- SHORT PROBLEM: Recast the records below as a Markdown table with the columns Row and Text. Give each line its own numbered row and skip blank lines.

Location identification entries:
==*==

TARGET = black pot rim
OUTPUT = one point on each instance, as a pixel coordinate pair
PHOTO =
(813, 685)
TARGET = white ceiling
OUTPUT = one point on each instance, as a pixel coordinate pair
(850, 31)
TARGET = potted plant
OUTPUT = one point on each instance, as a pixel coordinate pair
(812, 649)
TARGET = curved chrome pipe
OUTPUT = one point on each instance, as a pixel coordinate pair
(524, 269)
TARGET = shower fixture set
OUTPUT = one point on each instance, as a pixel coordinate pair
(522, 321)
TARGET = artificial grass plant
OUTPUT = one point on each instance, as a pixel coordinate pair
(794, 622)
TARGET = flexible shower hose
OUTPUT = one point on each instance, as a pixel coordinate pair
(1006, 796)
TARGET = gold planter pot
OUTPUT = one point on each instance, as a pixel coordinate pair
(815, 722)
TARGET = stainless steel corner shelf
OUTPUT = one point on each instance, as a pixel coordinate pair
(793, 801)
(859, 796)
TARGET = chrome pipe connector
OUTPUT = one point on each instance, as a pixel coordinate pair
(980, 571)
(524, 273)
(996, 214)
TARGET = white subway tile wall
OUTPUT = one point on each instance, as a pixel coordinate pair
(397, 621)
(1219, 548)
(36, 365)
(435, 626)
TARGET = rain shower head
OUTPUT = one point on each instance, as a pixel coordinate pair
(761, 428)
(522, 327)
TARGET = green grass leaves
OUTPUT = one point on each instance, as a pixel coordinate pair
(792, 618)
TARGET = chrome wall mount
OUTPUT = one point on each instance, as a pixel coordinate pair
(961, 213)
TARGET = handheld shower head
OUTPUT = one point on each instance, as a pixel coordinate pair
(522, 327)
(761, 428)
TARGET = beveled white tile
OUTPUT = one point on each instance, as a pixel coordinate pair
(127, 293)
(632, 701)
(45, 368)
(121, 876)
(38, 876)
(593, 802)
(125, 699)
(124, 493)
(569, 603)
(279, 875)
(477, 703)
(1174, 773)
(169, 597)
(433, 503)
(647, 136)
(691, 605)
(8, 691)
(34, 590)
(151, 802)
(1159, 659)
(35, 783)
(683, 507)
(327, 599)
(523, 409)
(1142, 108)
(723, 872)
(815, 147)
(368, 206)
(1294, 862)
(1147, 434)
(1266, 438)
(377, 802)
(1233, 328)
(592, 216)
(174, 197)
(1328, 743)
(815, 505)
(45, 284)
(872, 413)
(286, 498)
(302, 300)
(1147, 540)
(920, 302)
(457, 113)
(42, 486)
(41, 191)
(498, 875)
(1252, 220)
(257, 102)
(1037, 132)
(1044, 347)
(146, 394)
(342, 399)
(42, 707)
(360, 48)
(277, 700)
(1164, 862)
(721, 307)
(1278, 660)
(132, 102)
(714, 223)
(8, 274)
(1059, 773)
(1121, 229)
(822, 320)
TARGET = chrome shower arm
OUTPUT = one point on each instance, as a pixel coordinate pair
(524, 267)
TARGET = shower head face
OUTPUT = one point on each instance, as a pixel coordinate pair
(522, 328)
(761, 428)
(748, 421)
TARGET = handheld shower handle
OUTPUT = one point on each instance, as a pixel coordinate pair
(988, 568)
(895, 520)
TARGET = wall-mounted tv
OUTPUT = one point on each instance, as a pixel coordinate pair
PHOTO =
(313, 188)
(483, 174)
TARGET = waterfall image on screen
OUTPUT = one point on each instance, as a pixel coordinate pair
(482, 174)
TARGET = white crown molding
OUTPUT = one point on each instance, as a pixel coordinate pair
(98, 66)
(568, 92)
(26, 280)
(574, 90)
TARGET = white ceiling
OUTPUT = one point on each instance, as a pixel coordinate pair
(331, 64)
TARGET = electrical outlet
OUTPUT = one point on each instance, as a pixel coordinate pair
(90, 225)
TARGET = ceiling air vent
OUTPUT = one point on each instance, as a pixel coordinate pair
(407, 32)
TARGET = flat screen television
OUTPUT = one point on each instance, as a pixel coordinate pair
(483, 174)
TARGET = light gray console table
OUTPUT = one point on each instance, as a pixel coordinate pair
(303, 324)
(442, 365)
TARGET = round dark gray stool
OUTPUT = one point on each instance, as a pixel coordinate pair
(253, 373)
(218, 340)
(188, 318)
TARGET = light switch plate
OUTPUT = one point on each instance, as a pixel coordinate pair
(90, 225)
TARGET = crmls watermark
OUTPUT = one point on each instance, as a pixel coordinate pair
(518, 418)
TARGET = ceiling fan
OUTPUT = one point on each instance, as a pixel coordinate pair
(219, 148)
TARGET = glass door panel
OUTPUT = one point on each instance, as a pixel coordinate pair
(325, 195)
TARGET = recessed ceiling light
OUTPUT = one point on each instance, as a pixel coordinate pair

==*==

- TASK RESPONSE:
| Row | Text |
|---|---|
| 1 | TARGET = black pot rim |
| 2 | OUTPUT = one point on each instance, as a pixel coordinate pair |
| 3 | PHOTO = |
| 4 | (813, 685) |
| 5 | TARGET = white ceiling |
| 6 | OUTPUT = one point on each instance, as a pixel coordinate pair |
| 7 | (850, 31) |
| 8 | TARGET = potted plant |
| 9 | OUTPUT = one point on each instance, as a pixel coordinate pair |
| 10 | (812, 649) |
| 11 | TARGET = curved chrome pipe |
| 12 | OUTPUT = one point on each instance, as a pixel coordinate pair |
| 13 | (524, 269) |
| 14 | TARGET = shower fixture set |
| 15 | OUTPUT = one point on each instance, as a pixel coordinate pair |
| 16 | (522, 321) |
| 17 | TARGET = artificial grass plant |
| 18 | OUTPUT = one point on each instance, as a pixel coordinate pair |
| 19 | (794, 622) |
| 20 | TARGET = flexible shower hose |
| 21 | OUTPUT = one point on each instance, as a pixel coordinate pair |
| 22 | (1006, 796) |
| 23 | TARGET = gold planter pot |
| 24 | OUTPUT = one point on each instance, as a pixel coordinate pair |
| 25 | (815, 722) |
| 26 | TARGET = stainless steel corner shelf |
| 27 | OUTPUT = one point on each instance, as a pixel coordinate pair |
| 28 | (793, 801) |
| 29 | (859, 796) |
| 30 | TARGET = chrome pipe connector |
| 31 | OUTPUT = one point on each instance, as a pixel coordinate pair |
| 32 | (980, 571) |
| 33 | (524, 273) |
| 34 | (996, 214) |
| 35 | TARGET = white subway tile wall |
| 36 | OUTPUT = one point on each instance, as a pixel coordinate pair |
| 37 | (397, 621) |
| 38 | (1219, 548) |
| 39 | (36, 365) |
| 40 | (435, 626) |
| 41 | TARGET = rain shower head |
| 42 | OUTPUT = one point on each instance, as a pixel coordinate pair |
| 43 | (761, 428) |
| 44 | (522, 327) |
| 45 | TARGET = green grass leaves |
| 46 | OUTPUT = one point on each instance, as a pixel coordinate pair |
| 47 | (792, 618) |
| 48 | TARGET = chrome wall mount |
| 49 | OUTPUT = one point on each instance, as a pixel coordinate pair |
| 50 | (961, 213) |
| 51 | TARGET = handheld shower head |
| 52 | OUTPUT = one point on each instance, as a pixel coordinate pair |
| 53 | (522, 327) |
| 54 | (761, 428) |
| 55 | TARGET = beveled white tile |
| 56 | OUTPUT = one point on each instance, as a pixel coordinate pair |
| 57 | (127, 293) |
| 58 | (632, 701) |
| 59 | (45, 368) |
| 60 | (121, 876) |
| 61 | (38, 876) |
| 62 | (593, 802) |
| 63 | (125, 699) |
| 64 | (124, 493) |
| 65 | (569, 603) |
| 66 | (279, 875) |
| 67 | (477, 703) |
| 68 | (1174, 773) |
| 69 | (169, 597) |
| 70 | (433, 503) |
| 71 | (647, 136) |
| 72 | (691, 605) |
| 73 | (8, 691) |
| 74 | (34, 590) |
| 75 | (151, 802) |
| 76 | (1159, 659) |
| 77 | (35, 783) |
| 78 | (683, 507) |
| 79 | (327, 599) |
| 80 | (523, 409) |
| 81 | (1142, 108) |
| 82 | (723, 872) |
| 83 | (815, 147) |
| 84 | (368, 206) |
| 85 | (1294, 862) |
| 86 | (1147, 434) |
| 87 | (1266, 438) |
| 88 | (377, 802) |
| 89 | (1233, 328) |
| 90 | (592, 216) |
| 91 | (174, 197) |
| 92 | (1328, 743) |
| 93 | (815, 505) |
| 94 | (45, 284) |
| 95 | (872, 413) |
| 96 | (286, 498) |
| 97 | (302, 300) |
| 98 | (1147, 540) |
| 99 | (920, 302) |
| 100 | (457, 113) |
| 101 | (42, 486) |
| 102 | (41, 191) |
| 103 | (498, 875) |
| 104 | (1252, 220) |
| 105 | (257, 102) |
| 106 | (1037, 132) |
| 107 | (1044, 347) |
| 108 | (146, 394) |
| 109 | (342, 399) |
| 110 | (42, 707) |
| 111 | (360, 48) |
| 112 | (277, 700) |
| 113 | (1164, 862) |
| 114 | (721, 307) |
| 115 | (1278, 660) |
| 116 | (132, 102) |
| 117 | (714, 223) |
| 118 | (8, 274) |
| 119 | (1059, 773) |
| 120 | (1121, 229) |
| 121 | (822, 320) |
| 122 | TARGET = chrome shower arm |
| 123 | OUTPUT = one point on each instance, as a pixel coordinate pair |
| 124 | (524, 267) |
| 125 | TARGET = shower head face |
| 126 | OUTPUT = one point on each instance, as a pixel coordinate pair |
| 127 | (522, 328) |
| 128 | (761, 428) |
| 129 | (748, 421) |
| 130 | TARGET = handheld shower handle |
| 131 | OUTPUT = one point on each instance, as a pixel coordinate pair |
| 132 | (988, 568) |
| 133 | (895, 520) |
| 134 | TARGET = wall-mounted tv |
| 135 | OUTPUT = one point on each instance, as a pixel coordinate pair |
| 136 | PHOTO = |
| 137 | (313, 188) |
| 138 | (483, 174) |
| 139 | TARGET = waterfall image on screen |
| 140 | OUTPUT = one point on each instance, as a pixel coordinate pair |
| 141 | (482, 174) |
| 142 | TARGET = white crown molding |
| 143 | OUTPUT = one point on each instance, as a pixel coordinate pair |
| 144 | (98, 66) |
| 145 | (568, 92) |
| 146 | (26, 280) |
| 147 | (574, 90) |
| 148 | TARGET = white ceiling |
| 149 | OUTPUT = one point on each instance, as a pixel coordinate pair |
| 150 | (331, 64) |
| 151 | TARGET = electrical outlet |
| 152 | OUTPUT = one point on each instance, as a pixel coordinate pair |
| 153 | (90, 225) |
| 154 | TARGET = ceiling air vent |
| 155 | OUTPUT = one point on each instance, as a pixel coordinate pair |
| 156 | (407, 32) |
| 157 | TARGET = flat screen television |
| 158 | OUTPUT = one point on each instance, as a pixel coordinate pair |
| 159 | (483, 174) |
| 160 | TARGET = light gray console table |
| 161 | OUTPUT = one point on each instance, as a pixel coordinate pair |
| 162 | (303, 324) |
| 163 | (442, 365) |
| 164 | TARGET = round dark gray stool |
| 165 | OUTPUT = one point on each instance, as a pixel coordinate pair |
| 166 | (253, 373) |
| 167 | (218, 340) |
| 168 | (188, 318) |
| 169 | TARGET = light switch plate |
| 170 | OUTPUT = one point on each instance, as a pixel coordinate pair |
| 171 | (90, 225) |
| 172 | TARGET = crmls watermark |
| 173 | OUTPUT = one point on each instance, as a pixel coordinate pair |
| 174 | (518, 418) |
| 175 | TARGET = ceiling fan |
| 176 | OUTPUT = one point on each instance, as a pixel coordinate pair |
| 177 | (219, 148) |
| 178 | TARGET = glass door panel |
| 179 | OUTPUT = one point on each instance, as a pixel coordinate pair |
| 180 | (325, 195) |
| 181 | TARGET = recessed ceiling light |
| 182 | OUTPUT = one point on each instance, as a pixel coordinate pair |